### Source extract

* * * *

General presentation

Context

With the development of Machine Learning (ML) and Deep Learning (DL) techniques, digital pathology has been growing exponentially in recent years. In particular, automated analysis of digitized tissue slides shows promise for diagnostic assistance. There are at the moment two main categories of research when it comes to histological image analysis: * automated diagnosis/prognosis, which given an input image aims at directly outputting an answer to a specific clinical question; * automated segmentation, which aims at detecting meaningful biological structures on the input image.

Both present significant challenges that currently limit the perspectives of seeing actual clinical use of these techniques. For automated diagnosis/prognosis, the statistical nature of ML coupled with the black box construction of DL make it very hard to trust such tools. It is very hard to prove that a deep learning model doesn't make its predictions based on biased information. At the core of this lack of understanding is the semantic gap: DL models and pathologists don't "speak the same language". This means that whatever the prediction they do, they cannot explain it to one another. As for segmentation, it is more visual and therefore causes less problems when it comes to identifying bias. However, most segmentation tasks suffer from a significant lack of annotations, as it requires a lot of expert work to annotate biological structures.

Goals of the project

This project aims at covering the main weaknesses of both automated diagnosis and segmentation, by creating a large annotated dataset for the segmentation of multiple biological structures, which can then serve as a basis to perform explainable diagnosis using features extracted from these structures. To that end, we make use of immunohistochemistry (IHC), a technique used in day-to-day diagnosis that highlights specific proteins on tissue slides. This can be used to detect certain mutations to obtain a finer diagnosis, but also to isolate specific biological structures. We selected 9 markers that highlight biological elements that pathologists use to make their diagnosis:

AE1AE3: epithelial cells' cytoplasms
CD163: tumor associated macrophages
CD3/CD20: T and B lymphocytes
EMD: nuclear membranes
ERG/Caldesmone: blood vessels
ERG/Podoplanine: lymphatic vessels
INI1: cell nuclei
P40/ColIV: basal membranes
PHH3: cell mitosis

With these markers, we produced paired images, one using standard Hematoxyilin and Eosin (H&E) staining, one being restained using an IHC technique. On the IHC slide, tissue is marked using DAB stain which appears in brown (coupled with a red stain for double markers). This makes it easy to extract binary segmentation masks from these IHC with a simple threshold on DAB values. However, these masks do not directly fit the corresponding H&E slide as the use of IHC on the tissue slide and the following scan can create deformations. It is therefore needed to register the IHC image with the corresponding H&E in order to have an exact pairing between H&E image and segmentation mask.


Original H&E image	Registered IHC (AE1AE3) image	Extracted mask

Once all H&E/masks pairs are created, they form multiple binary segmentation datasets (one for each IHC technique) which can then be used to train supervised DL models. These models should be able to detect the biological structures marked by the corresponding IHC so that it is no longer needed in future work. Knowing that these structures are the baseline for a pathologist's diagnosis, it is probable that extracting features from them to feed into explainable ML algorithms (like XGBoost) should provide us with reliable and transparent predictions.

* * * *

### Dataset entries
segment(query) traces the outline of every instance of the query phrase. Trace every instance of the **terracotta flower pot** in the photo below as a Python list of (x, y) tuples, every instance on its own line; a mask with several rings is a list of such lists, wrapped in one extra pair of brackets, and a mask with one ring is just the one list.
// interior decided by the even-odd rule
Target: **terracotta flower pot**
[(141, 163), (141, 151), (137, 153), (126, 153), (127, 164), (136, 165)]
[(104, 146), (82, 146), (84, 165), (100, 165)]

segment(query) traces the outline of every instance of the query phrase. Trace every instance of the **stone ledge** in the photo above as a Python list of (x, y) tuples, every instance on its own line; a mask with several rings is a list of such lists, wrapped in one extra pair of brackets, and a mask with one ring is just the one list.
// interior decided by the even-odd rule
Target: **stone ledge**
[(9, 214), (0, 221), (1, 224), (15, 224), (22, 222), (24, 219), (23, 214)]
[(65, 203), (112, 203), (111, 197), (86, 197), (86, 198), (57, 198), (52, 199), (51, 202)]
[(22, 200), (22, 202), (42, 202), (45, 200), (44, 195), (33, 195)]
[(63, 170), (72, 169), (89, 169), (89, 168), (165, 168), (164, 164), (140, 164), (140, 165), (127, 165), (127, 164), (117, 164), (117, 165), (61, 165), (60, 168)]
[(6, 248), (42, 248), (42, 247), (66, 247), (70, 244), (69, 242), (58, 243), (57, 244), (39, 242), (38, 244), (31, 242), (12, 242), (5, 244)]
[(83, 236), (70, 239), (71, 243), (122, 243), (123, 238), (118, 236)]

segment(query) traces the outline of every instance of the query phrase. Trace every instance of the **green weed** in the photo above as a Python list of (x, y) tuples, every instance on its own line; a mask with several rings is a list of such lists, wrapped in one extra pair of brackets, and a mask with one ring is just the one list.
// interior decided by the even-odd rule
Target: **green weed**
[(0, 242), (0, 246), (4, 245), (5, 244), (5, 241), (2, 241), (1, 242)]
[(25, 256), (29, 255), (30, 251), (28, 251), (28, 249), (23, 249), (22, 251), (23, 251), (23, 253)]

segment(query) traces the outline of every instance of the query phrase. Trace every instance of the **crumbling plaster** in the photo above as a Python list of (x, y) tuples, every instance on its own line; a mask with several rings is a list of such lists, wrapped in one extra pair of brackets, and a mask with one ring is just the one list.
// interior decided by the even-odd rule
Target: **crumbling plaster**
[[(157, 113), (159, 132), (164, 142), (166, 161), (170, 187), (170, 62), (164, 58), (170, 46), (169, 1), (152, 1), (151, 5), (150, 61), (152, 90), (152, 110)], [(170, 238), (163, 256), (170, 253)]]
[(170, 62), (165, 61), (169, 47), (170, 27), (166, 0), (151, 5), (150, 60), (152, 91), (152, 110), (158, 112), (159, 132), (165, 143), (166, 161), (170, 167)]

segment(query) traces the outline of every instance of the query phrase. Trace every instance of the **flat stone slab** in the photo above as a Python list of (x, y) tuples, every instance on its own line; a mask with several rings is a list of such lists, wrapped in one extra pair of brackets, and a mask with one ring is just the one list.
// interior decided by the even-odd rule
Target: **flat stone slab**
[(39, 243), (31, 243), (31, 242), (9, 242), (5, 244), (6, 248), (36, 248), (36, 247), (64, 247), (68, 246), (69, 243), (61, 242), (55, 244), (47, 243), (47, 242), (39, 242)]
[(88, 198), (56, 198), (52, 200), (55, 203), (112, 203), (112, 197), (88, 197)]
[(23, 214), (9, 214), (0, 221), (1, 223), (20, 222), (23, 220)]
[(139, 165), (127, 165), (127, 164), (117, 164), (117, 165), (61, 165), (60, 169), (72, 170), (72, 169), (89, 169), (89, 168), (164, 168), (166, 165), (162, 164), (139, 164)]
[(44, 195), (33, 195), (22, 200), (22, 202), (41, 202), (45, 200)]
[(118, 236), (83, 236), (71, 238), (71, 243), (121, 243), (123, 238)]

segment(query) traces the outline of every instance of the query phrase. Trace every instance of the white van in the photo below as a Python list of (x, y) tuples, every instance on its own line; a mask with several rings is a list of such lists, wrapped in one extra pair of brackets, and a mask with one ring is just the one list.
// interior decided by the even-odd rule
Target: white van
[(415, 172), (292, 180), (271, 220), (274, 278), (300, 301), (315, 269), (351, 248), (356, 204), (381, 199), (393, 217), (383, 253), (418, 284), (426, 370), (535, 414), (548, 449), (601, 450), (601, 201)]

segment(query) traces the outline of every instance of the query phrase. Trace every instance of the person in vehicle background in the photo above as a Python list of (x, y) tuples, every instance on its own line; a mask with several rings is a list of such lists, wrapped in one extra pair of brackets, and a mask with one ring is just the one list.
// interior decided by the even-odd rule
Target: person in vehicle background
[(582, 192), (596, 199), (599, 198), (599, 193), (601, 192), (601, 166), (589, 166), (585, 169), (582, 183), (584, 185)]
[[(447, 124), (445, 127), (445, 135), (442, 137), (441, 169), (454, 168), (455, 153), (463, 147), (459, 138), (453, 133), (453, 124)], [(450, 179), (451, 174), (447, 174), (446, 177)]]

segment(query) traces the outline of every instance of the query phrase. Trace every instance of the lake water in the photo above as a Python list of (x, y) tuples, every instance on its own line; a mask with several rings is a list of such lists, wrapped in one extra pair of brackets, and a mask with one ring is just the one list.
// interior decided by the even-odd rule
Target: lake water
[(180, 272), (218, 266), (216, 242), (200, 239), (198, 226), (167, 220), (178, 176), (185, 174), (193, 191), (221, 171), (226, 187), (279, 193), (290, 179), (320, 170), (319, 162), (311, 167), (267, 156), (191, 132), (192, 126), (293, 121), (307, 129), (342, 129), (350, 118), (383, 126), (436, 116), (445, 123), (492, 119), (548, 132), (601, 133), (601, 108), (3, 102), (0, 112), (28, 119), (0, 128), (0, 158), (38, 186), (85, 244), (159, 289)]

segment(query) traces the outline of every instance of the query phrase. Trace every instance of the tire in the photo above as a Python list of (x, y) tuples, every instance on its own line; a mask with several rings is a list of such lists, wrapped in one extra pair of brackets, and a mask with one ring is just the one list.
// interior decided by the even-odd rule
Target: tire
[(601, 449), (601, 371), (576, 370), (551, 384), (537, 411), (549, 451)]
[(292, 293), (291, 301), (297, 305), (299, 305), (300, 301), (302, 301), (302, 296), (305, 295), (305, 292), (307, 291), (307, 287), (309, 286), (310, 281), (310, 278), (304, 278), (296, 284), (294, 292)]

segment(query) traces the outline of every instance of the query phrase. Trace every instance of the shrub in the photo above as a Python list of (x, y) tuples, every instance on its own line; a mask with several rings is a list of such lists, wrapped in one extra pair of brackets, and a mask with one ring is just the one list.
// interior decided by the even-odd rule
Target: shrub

* * * *

### Instructions
1/ Answer these questions about the project overview:
(a) Which marker highlights nuclear membranes?
(b) In what color does the DAB stain appear on the IHC slide?
(c) Which explainable ML algorithm does the project overview name as an example?
2/ Rewrite the stretch of the project overview from "With the development" through "the input image.", swapping "exponentially" for "rapidly".

### Activity answers
1/
(a) EMD
(b) Brown
(c) XGBoost

2/
With the development of Machine Learning (ML) and Deep Learning (DL) techniques, digital pathology has been growing rapidly in recent years. In particular, automated analysis of digitized tissue slides shows promise for diagnostic assistance. There are at the moment two main categories of research when it comes to histological image analysis: * automated diagnosis/prognosis, which given an input image aims at directly outputting an answer to a specific clinical question; * automated segmentation, which aims at detecting meaningful biological structures on the input image.